Search the material for the word "block" and copy every line in which it occurs.

===== Given records

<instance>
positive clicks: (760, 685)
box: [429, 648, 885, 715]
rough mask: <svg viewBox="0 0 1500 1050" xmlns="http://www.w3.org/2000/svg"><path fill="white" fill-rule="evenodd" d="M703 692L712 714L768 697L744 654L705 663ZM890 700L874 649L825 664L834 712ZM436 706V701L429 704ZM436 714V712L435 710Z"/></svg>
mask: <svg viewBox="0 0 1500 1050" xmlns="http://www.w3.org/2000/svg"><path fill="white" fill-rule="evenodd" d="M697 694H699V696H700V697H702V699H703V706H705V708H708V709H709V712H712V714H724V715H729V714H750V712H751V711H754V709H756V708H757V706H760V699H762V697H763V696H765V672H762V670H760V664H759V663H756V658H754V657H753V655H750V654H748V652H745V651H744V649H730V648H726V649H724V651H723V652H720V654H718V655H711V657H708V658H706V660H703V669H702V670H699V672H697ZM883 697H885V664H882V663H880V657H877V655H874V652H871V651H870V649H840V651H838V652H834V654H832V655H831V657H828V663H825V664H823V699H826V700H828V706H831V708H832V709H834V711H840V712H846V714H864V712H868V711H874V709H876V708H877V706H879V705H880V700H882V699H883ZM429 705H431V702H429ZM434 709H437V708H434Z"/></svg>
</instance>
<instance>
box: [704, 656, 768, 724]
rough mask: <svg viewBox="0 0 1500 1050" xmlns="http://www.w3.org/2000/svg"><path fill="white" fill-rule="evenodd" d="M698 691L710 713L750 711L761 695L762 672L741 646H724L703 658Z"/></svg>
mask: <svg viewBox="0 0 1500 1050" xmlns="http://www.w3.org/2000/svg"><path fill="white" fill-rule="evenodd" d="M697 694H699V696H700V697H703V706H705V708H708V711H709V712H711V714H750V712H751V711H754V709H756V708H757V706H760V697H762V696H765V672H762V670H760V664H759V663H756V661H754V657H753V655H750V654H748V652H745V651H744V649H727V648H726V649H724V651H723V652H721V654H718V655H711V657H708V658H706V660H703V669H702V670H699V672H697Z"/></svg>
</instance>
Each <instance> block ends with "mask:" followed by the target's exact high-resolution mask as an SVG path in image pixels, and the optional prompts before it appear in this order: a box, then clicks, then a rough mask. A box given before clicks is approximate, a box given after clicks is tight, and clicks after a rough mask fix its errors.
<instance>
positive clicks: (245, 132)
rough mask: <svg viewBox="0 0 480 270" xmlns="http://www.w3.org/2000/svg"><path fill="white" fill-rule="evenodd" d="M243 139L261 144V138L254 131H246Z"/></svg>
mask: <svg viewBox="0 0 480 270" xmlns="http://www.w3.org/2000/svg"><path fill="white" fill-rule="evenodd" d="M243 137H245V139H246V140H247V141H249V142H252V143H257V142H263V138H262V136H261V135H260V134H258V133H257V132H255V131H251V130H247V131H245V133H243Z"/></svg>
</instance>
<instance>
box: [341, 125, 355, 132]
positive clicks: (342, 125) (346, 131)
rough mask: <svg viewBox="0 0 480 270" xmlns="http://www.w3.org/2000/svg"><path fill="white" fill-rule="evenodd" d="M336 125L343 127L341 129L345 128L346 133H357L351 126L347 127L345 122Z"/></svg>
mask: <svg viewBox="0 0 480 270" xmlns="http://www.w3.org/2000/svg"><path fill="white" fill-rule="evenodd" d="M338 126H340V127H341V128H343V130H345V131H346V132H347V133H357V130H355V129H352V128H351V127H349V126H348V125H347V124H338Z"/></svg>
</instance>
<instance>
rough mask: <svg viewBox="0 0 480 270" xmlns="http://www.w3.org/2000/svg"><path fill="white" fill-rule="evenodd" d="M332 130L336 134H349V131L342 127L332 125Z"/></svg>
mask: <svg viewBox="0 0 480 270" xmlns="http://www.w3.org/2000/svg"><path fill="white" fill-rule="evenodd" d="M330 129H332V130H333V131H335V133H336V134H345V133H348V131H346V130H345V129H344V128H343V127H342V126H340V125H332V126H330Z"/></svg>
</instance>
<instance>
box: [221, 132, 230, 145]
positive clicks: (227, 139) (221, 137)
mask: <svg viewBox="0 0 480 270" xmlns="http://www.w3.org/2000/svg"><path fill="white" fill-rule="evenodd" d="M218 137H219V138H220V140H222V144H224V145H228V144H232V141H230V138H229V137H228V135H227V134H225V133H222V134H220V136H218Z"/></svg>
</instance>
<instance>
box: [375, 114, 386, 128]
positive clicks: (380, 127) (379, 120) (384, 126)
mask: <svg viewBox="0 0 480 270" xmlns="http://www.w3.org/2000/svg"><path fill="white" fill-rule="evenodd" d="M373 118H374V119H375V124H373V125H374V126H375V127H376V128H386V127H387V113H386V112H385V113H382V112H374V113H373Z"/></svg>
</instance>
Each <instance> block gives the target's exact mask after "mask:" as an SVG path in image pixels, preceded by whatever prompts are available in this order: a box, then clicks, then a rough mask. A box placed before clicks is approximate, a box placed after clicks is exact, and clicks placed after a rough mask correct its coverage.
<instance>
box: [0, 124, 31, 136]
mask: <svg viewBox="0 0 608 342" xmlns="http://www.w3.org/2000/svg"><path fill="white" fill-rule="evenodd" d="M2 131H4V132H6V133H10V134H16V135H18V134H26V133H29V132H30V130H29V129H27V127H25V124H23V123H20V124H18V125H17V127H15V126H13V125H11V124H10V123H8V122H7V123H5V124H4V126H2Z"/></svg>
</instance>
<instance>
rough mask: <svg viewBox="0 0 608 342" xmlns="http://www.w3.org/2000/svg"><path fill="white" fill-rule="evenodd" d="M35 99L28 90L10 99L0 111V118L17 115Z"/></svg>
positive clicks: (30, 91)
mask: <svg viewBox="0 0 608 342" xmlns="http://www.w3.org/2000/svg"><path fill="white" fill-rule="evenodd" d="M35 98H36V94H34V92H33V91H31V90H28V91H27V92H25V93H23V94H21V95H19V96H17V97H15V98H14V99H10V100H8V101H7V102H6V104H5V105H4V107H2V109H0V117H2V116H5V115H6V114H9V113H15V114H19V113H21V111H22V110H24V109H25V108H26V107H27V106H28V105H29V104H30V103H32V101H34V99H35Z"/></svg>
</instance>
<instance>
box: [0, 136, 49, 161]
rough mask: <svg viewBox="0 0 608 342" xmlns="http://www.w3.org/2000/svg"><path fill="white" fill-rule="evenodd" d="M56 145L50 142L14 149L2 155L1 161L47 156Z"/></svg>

==========

*Exercise solution*.
Each <instance> block ends with "mask:" followed by the target's exact high-resolution mask as an SVG path in image pixels, and the optional prompts before it appear in this order: a box, then clicks, then a rough mask. A box given before clicks is approximate, a box given after clicks is tight, and clicks after a rough mask fix its errors.
Each <instance> block gives the target's exact mask after "mask:" as an SVG path in image pixels, preceded by whatever prompts are available in this order: a box, then clicks, then a rough mask. A box placed before clicks is approximate, a box placed after clicks is exact, and clicks placed after a rough mask correct its coverage.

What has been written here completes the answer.